start
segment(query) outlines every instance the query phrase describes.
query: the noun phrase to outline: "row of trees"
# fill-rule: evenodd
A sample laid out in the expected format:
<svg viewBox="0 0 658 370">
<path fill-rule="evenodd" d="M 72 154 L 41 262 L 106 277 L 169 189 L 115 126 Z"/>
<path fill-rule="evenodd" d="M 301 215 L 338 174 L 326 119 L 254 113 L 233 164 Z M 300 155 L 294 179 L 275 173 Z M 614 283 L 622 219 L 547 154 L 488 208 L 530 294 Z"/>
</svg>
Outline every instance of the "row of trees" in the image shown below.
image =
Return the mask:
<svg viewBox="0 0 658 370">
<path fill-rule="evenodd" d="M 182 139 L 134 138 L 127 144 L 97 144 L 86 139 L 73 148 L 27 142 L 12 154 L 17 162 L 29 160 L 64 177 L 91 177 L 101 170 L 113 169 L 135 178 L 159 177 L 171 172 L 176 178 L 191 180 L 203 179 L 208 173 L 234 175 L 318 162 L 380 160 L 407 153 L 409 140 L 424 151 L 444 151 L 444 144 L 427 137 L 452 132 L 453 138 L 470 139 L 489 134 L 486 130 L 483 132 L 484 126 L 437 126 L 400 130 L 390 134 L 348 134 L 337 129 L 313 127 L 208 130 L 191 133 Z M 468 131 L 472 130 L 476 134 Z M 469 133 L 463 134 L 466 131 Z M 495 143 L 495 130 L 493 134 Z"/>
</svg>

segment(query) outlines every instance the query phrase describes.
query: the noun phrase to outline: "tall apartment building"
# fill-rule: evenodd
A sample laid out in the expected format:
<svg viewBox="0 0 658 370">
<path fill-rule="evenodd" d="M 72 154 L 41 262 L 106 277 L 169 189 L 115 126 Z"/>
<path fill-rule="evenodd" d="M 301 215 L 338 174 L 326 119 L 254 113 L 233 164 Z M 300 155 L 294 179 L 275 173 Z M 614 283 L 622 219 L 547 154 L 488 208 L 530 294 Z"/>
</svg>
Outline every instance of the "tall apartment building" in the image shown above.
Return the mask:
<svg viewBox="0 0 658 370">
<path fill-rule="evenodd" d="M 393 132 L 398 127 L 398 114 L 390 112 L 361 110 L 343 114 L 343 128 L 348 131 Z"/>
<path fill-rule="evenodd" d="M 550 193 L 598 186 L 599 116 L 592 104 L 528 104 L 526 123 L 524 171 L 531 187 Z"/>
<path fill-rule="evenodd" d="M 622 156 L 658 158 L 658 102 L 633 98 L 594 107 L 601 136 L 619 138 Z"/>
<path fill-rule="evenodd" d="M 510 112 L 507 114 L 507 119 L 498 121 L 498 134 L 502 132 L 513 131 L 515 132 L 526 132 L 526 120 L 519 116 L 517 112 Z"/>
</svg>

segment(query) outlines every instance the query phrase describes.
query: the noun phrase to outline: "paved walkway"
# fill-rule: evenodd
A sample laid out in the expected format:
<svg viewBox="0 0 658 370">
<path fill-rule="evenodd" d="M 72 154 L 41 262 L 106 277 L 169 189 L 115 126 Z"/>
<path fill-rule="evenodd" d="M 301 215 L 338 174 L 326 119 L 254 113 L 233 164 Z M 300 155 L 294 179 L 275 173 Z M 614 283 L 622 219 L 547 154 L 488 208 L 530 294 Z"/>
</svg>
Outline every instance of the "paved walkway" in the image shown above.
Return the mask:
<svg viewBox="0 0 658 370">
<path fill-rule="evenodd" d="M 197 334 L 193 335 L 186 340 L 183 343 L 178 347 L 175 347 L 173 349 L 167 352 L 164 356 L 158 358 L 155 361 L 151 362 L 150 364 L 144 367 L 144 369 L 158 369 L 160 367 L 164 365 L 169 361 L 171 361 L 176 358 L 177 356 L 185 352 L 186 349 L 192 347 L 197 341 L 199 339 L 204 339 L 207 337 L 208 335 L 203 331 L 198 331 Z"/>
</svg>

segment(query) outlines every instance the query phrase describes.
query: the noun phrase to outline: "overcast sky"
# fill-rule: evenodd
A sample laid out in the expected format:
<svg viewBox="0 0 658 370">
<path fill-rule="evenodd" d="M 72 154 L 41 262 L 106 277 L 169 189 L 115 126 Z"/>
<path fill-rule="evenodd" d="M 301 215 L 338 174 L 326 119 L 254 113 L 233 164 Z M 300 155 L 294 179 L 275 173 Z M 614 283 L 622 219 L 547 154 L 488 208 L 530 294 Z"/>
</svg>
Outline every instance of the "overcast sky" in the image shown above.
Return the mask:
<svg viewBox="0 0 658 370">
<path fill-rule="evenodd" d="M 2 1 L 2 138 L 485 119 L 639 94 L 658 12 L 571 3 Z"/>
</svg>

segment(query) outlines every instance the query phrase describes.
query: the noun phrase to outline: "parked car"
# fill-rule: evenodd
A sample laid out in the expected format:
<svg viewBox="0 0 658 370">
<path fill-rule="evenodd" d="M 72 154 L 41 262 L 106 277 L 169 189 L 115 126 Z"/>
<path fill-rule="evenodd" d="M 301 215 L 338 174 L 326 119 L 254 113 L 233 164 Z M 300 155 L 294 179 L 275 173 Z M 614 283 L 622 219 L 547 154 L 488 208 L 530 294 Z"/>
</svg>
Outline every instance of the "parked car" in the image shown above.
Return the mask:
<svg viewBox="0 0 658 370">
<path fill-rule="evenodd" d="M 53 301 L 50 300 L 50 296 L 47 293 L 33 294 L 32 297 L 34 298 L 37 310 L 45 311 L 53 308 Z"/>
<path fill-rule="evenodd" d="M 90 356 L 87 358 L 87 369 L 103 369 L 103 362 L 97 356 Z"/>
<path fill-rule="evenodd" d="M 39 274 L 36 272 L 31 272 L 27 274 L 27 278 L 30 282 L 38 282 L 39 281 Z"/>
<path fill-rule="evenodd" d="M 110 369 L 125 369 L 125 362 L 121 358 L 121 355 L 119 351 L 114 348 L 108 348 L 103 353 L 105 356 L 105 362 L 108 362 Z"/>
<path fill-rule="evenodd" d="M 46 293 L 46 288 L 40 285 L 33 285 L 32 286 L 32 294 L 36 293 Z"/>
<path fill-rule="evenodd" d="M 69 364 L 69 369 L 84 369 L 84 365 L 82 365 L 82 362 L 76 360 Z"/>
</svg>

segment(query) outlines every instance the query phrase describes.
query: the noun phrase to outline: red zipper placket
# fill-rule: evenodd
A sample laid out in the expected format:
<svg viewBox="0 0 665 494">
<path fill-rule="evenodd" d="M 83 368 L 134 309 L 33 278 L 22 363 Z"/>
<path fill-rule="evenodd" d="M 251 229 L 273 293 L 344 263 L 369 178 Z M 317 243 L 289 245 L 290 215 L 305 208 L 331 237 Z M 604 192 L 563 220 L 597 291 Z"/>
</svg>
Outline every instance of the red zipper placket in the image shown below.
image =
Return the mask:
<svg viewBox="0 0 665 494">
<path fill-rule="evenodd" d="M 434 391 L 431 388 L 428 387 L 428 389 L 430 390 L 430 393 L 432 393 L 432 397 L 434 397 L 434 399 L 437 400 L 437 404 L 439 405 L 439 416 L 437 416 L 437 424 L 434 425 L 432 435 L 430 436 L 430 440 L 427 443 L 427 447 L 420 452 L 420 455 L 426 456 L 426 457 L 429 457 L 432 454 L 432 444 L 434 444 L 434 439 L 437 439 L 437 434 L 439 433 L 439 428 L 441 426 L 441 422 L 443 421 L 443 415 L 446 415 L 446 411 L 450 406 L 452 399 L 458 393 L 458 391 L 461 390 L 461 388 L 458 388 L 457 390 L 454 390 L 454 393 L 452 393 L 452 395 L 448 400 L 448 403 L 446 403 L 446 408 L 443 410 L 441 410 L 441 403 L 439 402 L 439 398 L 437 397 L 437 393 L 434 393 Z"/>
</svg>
end
- Required task
Return all of the above records exactly, leaving no line out.

- The answer
segment(query) outlines every instance the query phrase describes.
query: the noun phrase to outline: "row of trees"
# fill-rule: evenodd
A sample laid out in the expected format:
<svg viewBox="0 0 658 370">
<path fill-rule="evenodd" d="M 72 154 L 41 262 L 106 277 L 169 189 L 115 126 Z"/>
<path fill-rule="evenodd" d="M 301 215 L 338 174 L 326 119 L 254 113 L 233 164 Z M 300 155 L 294 179 L 275 173 Z M 614 283 L 622 219 L 547 154 L 488 208 L 530 294 Z"/>
</svg>
Outline every instance of the "row of trees" in the image shown below.
image =
Return the mask:
<svg viewBox="0 0 658 370">
<path fill-rule="evenodd" d="M 182 139 L 134 138 L 127 144 L 97 144 L 86 139 L 73 148 L 27 142 L 12 154 L 17 162 L 29 160 L 64 177 L 91 177 L 101 170 L 113 169 L 135 178 L 159 177 L 171 172 L 176 178 L 191 180 L 203 179 L 208 173 L 234 175 L 318 162 L 380 160 L 407 153 L 409 140 L 424 151 L 444 151 L 444 144 L 427 137 L 452 132 L 453 138 L 470 139 L 489 134 L 486 130 L 483 132 L 484 126 L 437 126 L 400 130 L 390 134 L 348 134 L 337 129 L 313 127 L 208 130 L 191 133 Z M 468 131 L 472 130 L 476 134 Z M 469 133 L 463 134 L 466 131 Z M 495 143 L 495 130 L 493 134 Z"/>
</svg>

segment(query) outlines every instance the query phrase describes.
query: the noun phrase to outline: "tall apartment building"
# fill-rule: evenodd
A sample laid out in the expected format:
<svg viewBox="0 0 658 370">
<path fill-rule="evenodd" d="M 72 154 L 41 262 L 106 277 L 169 189 L 115 126 Z"/>
<path fill-rule="evenodd" d="M 301 215 L 338 174 L 326 119 L 254 113 L 233 164 Z M 300 155 L 294 179 L 275 173 Z M 614 283 L 622 219 L 547 154 L 488 208 L 530 294 Z"/>
</svg>
Outline every instance of the "tall apartment building" in the image shown above.
Return the mask:
<svg viewBox="0 0 658 370">
<path fill-rule="evenodd" d="M 393 132 L 398 127 L 398 114 L 390 112 L 361 110 L 343 114 L 343 128 L 348 131 Z"/>
<path fill-rule="evenodd" d="M 550 193 L 598 186 L 599 116 L 592 104 L 528 104 L 526 123 L 524 171 L 531 187 Z"/>
<path fill-rule="evenodd" d="M 622 156 L 658 158 L 658 102 L 633 98 L 594 107 L 601 136 L 619 138 Z"/>
<path fill-rule="evenodd" d="M 510 112 L 507 114 L 507 119 L 498 121 L 498 134 L 502 132 L 513 131 L 515 132 L 526 132 L 526 120 L 519 116 L 517 112 Z"/>
</svg>

segment(query) outlines every instance the query phrase describes.
query: the noun phrase to outline: "paved walkway"
# fill-rule: evenodd
A sample laid out in the expected format:
<svg viewBox="0 0 658 370">
<path fill-rule="evenodd" d="M 72 154 L 41 262 L 106 277 L 169 189 L 115 126 Z"/>
<path fill-rule="evenodd" d="M 301 215 L 338 174 L 326 119 L 254 113 L 233 164 Z M 300 155 L 294 179 L 275 173 Z M 614 283 L 622 219 L 547 154 L 488 208 L 530 294 Z"/>
</svg>
Outline every instance of the "paved walkway" in the image shown above.
Return the mask:
<svg viewBox="0 0 658 370">
<path fill-rule="evenodd" d="M 197 334 L 193 335 L 186 340 L 183 343 L 178 347 L 175 347 L 173 349 L 167 352 L 164 356 L 158 358 L 155 361 L 151 362 L 150 364 L 144 367 L 144 369 L 158 369 L 160 367 L 164 365 L 169 361 L 171 361 L 176 358 L 177 356 L 185 352 L 186 349 L 192 347 L 197 341 L 199 339 L 204 339 L 207 337 L 208 335 L 203 331 L 198 331 Z"/>
</svg>

segment(query) outlines every instance the query phrase describes.
query: the noun phrase to outline: "overcast sky"
# fill-rule: evenodd
A sample laid out in the expected format:
<svg viewBox="0 0 658 370">
<path fill-rule="evenodd" d="M 72 154 L 41 262 L 106 277 L 169 189 L 115 126 Z"/>
<path fill-rule="evenodd" d="M 301 215 L 338 174 L 326 119 L 254 113 L 233 164 Z M 300 155 L 294 179 L 275 173 Z M 614 283 L 622 219 L 547 154 L 488 208 L 530 294 Z"/>
</svg>
Outline every instance of the "overcast sky" in the image shown above.
Return the mask:
<svg viewBox="0 0 658 370">
<path fill-rule="evenodd" d="M 2 1 L 2 138 L 485 119 L 639 94 L 658 12 L 571 3 Z"/>
</svg>

segment(query) outlines every instance the query phrase describes.
query: the noun phrase to outline: "parked car"
# fill-rule: evenodd
A sample laid out in the expected format:
<svg viewBox="0 0 658 370">
<path fill-rule="evenodd" d="M 72 154 L 41 262 L 106 277 L 169 189 L 115 126 Z"/>
<path fill-rule="evenodd" d="M 301 215 L 338 174 L 326 119 L 254 113 L 233 164 Z M 300 155 L 294 179 L 275 173 Z M 614 283 L 622 219 L 547 154 L 488 208 L 530 294 Z"/>
</svg>
Outline every instance of the "parked car" in the image shown above.
Return the mask:
<svg viewBox="0 0 658 370">
<path fill-rule="evenodd" d="M 53 301 L 50 300 L 50 296 L 47 293 L 33 294 L 32 297 L 34 298 L 37 310 L 45 311 L 53 308 Z"/>
<path fill-rule="evenodd" d="M 90 356 L 87 358 L 87 369 L 103 369 L 103 362 L 97 356 Z"/>
<path fill-rule="evenodd" d="M 39 274 L 36 272 L 31 272 L 27 274 L 27 278 L 30 282 L 38 282 L 39 281 Z"/>
<path fill-rule="evenodd" d="M 110 369 L 125 369 L 125 362 L 121 358 L 121 355 L 119 351 L 114 348 L 108 348 L 103 353 L 105 356 L 105 362 L 108 362 Z"/>
<path fill-rule="evenodd" d="M 46 293 L 46 288 L 40 285 L 33 285 L 32 286 L 32 294 L 36 293 Z"/>
<path fill-rule="evenodd" d="M 69 364 L 69 369 L 84 369 L 84 365 L 82 365 L 82 362 L 76 360 Z"/>
</svg>

segment(query) outlines every instance the query phrase describes.
query: the noun phrase to outline: red zipper placket
# fill-rule: evenodd
A sample laid out in the expected format:
<svg viewBox="0 0 665 494">
<path fill-rule="evenodd" d="M 83 368 L 134 309 L 33 278 L 22 363 Z"/>
<path fill-rule="evenodd" d="M 251 229 L 273 293 L 344 263 L 369 178 Z M 317 243 L 289 245 L 290 215 L 305 208 L 331 237 Z M 604 192 L 563 220 L 597 291 Z"/>
</svg>
Outline every instance of the red zipper placket in the image shown below.
image =
Return the mask:
<svg viewBox="0 0 665 494">
<path fill-rule="evenodd" d="M 434 391 L 431 388 L 428 387 L 428 389 L 430 390 L 430 393 L 432 393 L 432 397 L 434 397 L 434 399 L 437 400 L 437 404 L 439 405 L 439 416 L 437 416 L 437 424 L 434 425 L 432 435 L 430 436 L 430 440 L 427 443 L 427 447 L 420 452 L 420 455 L 426 456 L 426 457 L 429 457 L 432 454 L 432 444 L 434 444 L 434 439 L 437 439 L 437 434 L 439 433 L 439 428 L 441 426 L 441 422 L 443 421 L 443 415 L 446 415 L 446 411 L 450 406 L 452 399 L 458 393 L 458 391 L 461 390 L 461 388 L 458 388 L 457 390 L 454 390 L 454 393 L 452 393 L 452 395 L 448 400 L 448 403 L 446 403 L 446 408 L 443 410 L 441 410 L 441 403 L 439 402 L 439 398 L 437 397 L 437 393 L 434 393 Z"/>
</svg>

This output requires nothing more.